__TASK TO CARRY OUT__: Reproduce the entries below exactly, but only from the line containing "Target: wet concrete road" to the line containing "[point] car windshield", inclusive.

(Data items)

━━━━

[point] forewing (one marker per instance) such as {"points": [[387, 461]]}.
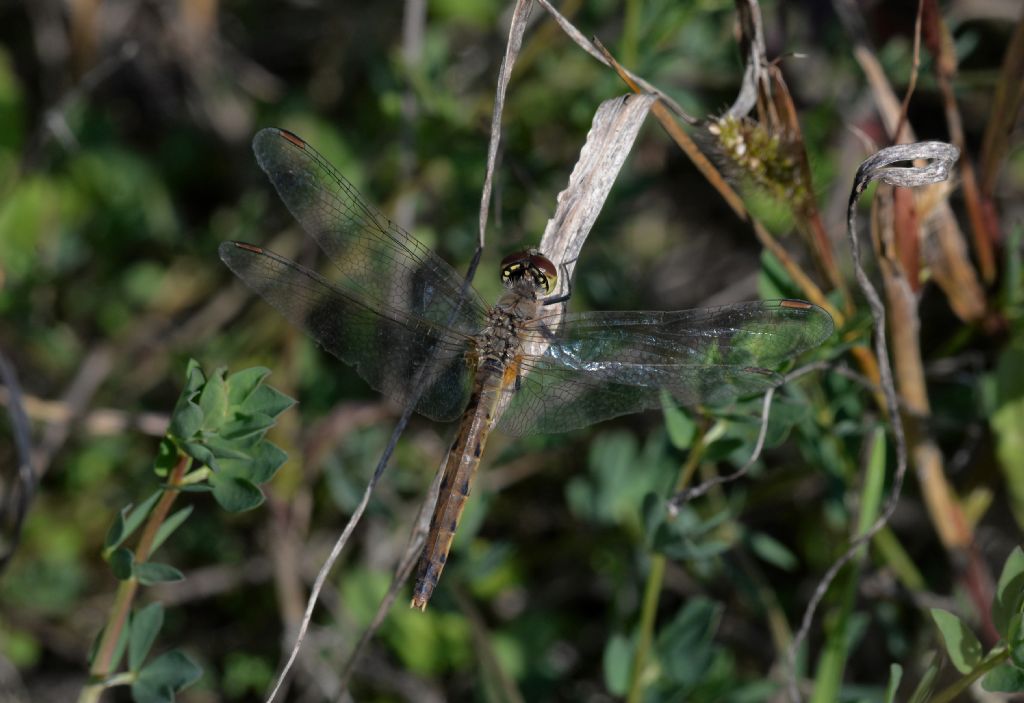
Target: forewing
{"points": [[386, 351], [598, 365], [380, 265]]}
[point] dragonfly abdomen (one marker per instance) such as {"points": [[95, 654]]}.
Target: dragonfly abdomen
{"points": [[457, 482]]}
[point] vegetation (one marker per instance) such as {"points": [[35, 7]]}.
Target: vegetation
{"points": [[125, 163]]}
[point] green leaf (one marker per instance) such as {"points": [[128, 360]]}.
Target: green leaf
{"points": [[773, 552], [116, 532], [186, 420], [173, 670], [236, 494], [243, 426], [617, 661], [259, 467], [267, 401], [1007, 421], [213, 401], [167, 457], [1016, 641], [784, 414], [145, 624], [194, 378], [684, 645], [154, 572], [895, 675], [127, 521], [200, 452], [145, 692], [1009, 592], [963, 647], [119, 649], [227, 448], [167, 529], [924, 690], [242, 384], [122, 561], [139, 514], [679, 425], [1004, 678]]}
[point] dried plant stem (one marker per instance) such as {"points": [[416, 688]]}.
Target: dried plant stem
{"points": [[945, 69], [100, 668], [940, 158]]}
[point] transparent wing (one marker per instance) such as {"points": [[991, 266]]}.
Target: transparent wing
{"points": [[598, 365], [381, 265], [386, 351]]}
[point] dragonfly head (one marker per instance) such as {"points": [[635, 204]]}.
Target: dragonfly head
{"points": [[528, 269]]}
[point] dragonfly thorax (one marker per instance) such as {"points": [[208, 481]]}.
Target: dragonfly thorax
{"points": [[528, 270]]}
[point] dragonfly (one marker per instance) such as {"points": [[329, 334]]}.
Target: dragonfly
{"points": [[417, 333]]}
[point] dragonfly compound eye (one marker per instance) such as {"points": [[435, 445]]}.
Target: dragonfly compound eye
{"points": [[531, 266]]}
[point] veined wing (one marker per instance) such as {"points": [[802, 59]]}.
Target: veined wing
{"points": [[387, 351], [598, 365], [381, 265]]}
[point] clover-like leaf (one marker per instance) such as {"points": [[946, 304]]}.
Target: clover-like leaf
{"points": [[167, 528], [895, 675], [266, 400], [1005, 678], [167, 457], [246, 426], [962, 645], [194, 378], [236, 493], [170, 671], [242, 385], [127, 521], [679, 425], [145, 624], [213, 401], [1009, 592], [201, 452], [259, 467], [154, 572], [122, 560], [186, 419]]}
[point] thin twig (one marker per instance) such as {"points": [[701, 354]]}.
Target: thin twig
{"points": [[15, 490], [941, 158], [688, 494]]}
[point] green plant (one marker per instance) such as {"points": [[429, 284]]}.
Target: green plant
{"points": [[216, 443]]}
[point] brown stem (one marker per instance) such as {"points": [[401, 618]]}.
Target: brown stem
{"points": [[126, 589]]}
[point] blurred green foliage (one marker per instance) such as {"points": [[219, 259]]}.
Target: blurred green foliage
{"points": [[119, 177]]}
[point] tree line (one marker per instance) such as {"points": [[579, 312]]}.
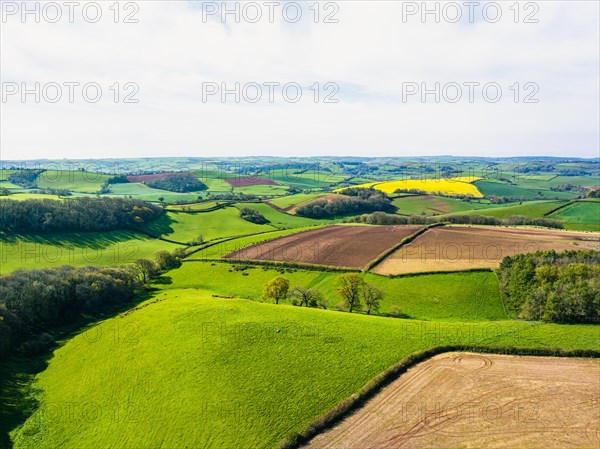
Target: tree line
{"points": [[351, 201], [34, 303], [352, 288], [381, 218], [78, 214], [549, 286]]}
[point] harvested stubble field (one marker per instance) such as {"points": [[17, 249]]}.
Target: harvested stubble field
{"points": [[451, 248], [493, 401], [345, 246]]}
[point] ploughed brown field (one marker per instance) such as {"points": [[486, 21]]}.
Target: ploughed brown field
{"points": [[465, 400], [345, 246], [450, 248], [250, 181]]}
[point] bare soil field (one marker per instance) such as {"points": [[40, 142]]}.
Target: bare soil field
{"points": [[250, 181], [345, 246], [465, 400], [450, 248]]}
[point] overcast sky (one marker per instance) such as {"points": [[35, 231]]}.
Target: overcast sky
{"points": [[371, 61]]}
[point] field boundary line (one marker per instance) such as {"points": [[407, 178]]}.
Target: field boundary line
{"points": [[278, 264], [398, 245], [355, 401]]}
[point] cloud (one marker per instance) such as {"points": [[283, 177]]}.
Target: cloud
{"points": [[371, 54]]}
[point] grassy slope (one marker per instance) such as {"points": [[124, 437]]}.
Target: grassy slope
{"points": [[282, 220], [532, 209], [76, 181], [581, 216], [530, 192], [86, 248], [466, 296], [184, 227], [125, 393]]}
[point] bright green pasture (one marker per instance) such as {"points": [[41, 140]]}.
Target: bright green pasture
{"points": [[220, 249], [468, 296], [194, 371], [73, 180], [141, 191], [70, 248], [580, 215], [184, 227], [489, 188], [282, 220]]}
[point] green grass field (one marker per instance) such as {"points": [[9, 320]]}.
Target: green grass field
{"points": [[73, 180], [580, 216], [141, 191], [528, 192], [183, 227], [531, 209], [296, 200], [70, 248], [433, 205], [31, 196], [282, 220], [465, 296], [195, 371]]}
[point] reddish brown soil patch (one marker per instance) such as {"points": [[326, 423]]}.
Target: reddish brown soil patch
{"points": [[451, 248], [250, 181], [345, 246], [464, 400]]}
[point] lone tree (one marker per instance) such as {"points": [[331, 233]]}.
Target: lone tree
{"points": [[306, 297], [350, 286], [277, 289], [372, 297], [146, 268]]}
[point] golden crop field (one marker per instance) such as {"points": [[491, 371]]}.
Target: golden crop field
{"points": [[449, 186]]}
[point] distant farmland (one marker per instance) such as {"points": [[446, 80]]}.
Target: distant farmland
{"points": [[250, 181], [346, 246], [451, 248], [548, 402]]}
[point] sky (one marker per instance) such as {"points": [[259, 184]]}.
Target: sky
{"points": [[344, 78]]}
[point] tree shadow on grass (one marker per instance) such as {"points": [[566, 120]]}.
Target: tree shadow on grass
{"points": [[19, 397]]}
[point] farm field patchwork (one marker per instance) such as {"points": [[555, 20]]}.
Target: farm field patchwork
{"points": [[212, 346], [450, 248], [346, 246], [520, 401]]}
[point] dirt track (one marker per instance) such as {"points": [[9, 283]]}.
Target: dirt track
{"points": [[347, 246], [450, 248], [465, 400]]}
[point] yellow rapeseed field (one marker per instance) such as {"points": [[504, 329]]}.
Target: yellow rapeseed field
{"points": [[448, 186]]}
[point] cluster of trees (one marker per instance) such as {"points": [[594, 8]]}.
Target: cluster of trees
{"points": [[253, 216], [78, 214], [352, 201], [33, 303], [550, 286], [594, 193], [352, 288], [178, 182], [24, 178], [380, 218]]}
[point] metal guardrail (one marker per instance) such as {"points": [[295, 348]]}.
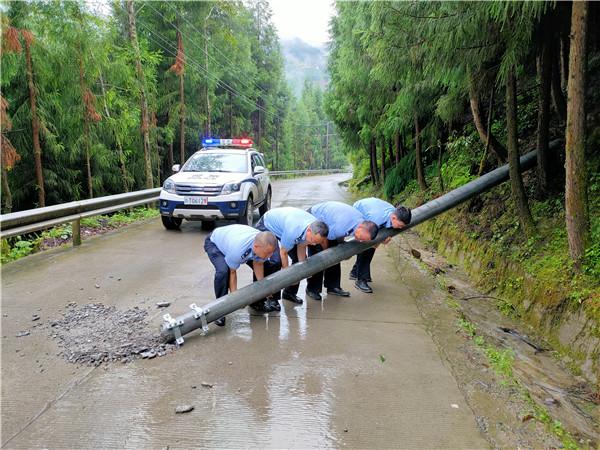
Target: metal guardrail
{"points": [[275, 173], [22, 222]]}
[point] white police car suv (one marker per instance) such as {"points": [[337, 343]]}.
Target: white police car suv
{"points": [[226, 179]]}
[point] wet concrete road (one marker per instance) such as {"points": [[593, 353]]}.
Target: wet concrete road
{"points": [[358, 372]]}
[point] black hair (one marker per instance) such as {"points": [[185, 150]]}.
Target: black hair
{"points": [[403, 213], [372, 228], [319, 228], [266, 238]]}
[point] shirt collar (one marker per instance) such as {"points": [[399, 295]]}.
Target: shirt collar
{"points": [[302, 237]]}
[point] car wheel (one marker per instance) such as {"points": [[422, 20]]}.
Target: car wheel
{"points": [[247, 216], [266, 205], [208, 225], [171, 223]]}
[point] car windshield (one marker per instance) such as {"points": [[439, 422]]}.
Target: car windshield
{"points": [[217, 162]]}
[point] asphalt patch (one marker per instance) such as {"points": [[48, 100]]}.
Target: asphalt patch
{"points": [[94, 333]]}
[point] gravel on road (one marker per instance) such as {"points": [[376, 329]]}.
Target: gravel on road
{"points": [[95, 333]]}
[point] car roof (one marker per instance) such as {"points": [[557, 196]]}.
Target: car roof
{"points": [[227, 150]]}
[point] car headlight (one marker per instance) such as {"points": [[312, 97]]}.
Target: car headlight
{"points": [[230, 187], [169, 186]]}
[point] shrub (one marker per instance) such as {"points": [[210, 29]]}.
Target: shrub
{"points": [[398, 178]]}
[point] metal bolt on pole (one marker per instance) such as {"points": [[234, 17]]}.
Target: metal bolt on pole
{"points": [[198, 317]]}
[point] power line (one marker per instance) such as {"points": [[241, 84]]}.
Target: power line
{"points": [[199, 66], [231, 64]]}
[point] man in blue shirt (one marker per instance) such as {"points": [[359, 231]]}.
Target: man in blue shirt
{"points": [[385, 215], [231, 246], [343, 220], [296, 229]]}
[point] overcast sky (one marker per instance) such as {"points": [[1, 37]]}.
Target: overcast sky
{"points": [[304, 19]]}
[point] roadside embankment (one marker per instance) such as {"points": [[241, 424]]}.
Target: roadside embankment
{"points": [[568, 318]]}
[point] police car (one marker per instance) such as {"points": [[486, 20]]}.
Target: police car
{"points": [[226, 179]]}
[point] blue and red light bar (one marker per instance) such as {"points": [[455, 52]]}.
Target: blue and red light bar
{"points": [[216, 142]]}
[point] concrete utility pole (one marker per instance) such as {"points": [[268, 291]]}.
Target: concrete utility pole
{"points": [[174, 329], [145, 125], [327, 146]]}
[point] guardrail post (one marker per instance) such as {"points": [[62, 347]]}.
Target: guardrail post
{"points": [[76, 226]]}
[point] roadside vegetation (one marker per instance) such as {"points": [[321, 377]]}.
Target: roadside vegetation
{"points": [[501, 361], [20, 246], [428, 96], [103, 98]]}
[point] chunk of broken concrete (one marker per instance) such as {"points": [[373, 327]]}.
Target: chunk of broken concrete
{"points": [[183, 409]]}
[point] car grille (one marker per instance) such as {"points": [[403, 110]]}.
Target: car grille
{"points": [[192, 189], [196, 207]]}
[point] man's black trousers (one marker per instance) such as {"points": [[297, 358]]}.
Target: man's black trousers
{"points": [[362, 267], [332, 275]]}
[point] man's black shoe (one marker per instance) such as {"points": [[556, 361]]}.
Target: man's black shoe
{"points": [[314, 295], [339, 292], [292, 297], [363, 286], [261, 306], [354, 277], [274, 305]]}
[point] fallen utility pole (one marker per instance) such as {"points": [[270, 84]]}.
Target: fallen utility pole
{"points": [[174, 329]]}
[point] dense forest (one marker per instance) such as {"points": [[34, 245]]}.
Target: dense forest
{"points": [[428, 96], [103, 97], [408, 79]]}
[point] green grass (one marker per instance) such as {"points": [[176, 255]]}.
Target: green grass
{"points": [[19, 247]]}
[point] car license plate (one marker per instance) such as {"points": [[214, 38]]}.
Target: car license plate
{"points": [[195, 200]]}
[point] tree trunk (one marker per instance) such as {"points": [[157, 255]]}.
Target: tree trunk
{"points": [[145, 125], [484, 158], [181, 121], [259, 124], [208, 107], [86, 124], [6, 190], [35, 127], [117, 140], [558, 97], [170, 156], [276, 144], [576, 205], [564, 58], [516, 181], [544, 69], [418, 157], [230, 115], [496, 147], [373, 161]]}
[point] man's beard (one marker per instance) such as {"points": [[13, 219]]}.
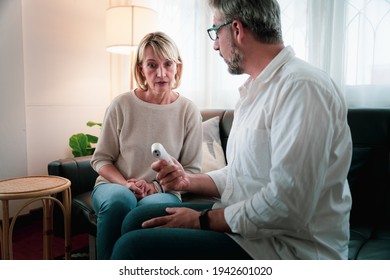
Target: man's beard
{"points": [[235, 64]]}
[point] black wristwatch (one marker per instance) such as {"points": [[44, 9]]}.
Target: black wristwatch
{"points": [[204, 219]]}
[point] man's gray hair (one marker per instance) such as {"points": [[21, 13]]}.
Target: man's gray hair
{"points": [[261, 17]]}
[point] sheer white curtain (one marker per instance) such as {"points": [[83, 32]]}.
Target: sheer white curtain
{"points": [[349, 39]]}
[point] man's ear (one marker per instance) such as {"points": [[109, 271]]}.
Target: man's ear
{"points": [[238, 31]]}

━━━━

__SOLVED EXERCISE__:
Target: wet concrete road
{"points": [[358, 372]]}
[point] black hair (one marker per instance) such as {"points": [[185, 150]]}.
Target: black hair
{"points": [[403, 213], [372, 228], [319, 228], [266, 238]]}
[point] shirt collar (one marker per instance) such as {"points": [[399, 295]]}.
Target: shirt collar
{"points": [[302, 237]]}
[point] car wheel (one marker per instance) such as {"points": [[422, 20]]}.
Target: car wheel
{"points": [[247, 216], [266, 205], [208, 225], [171, 223]]}
[point] car windshield (one marker per instance) such as {"points": [[439, 422]]}.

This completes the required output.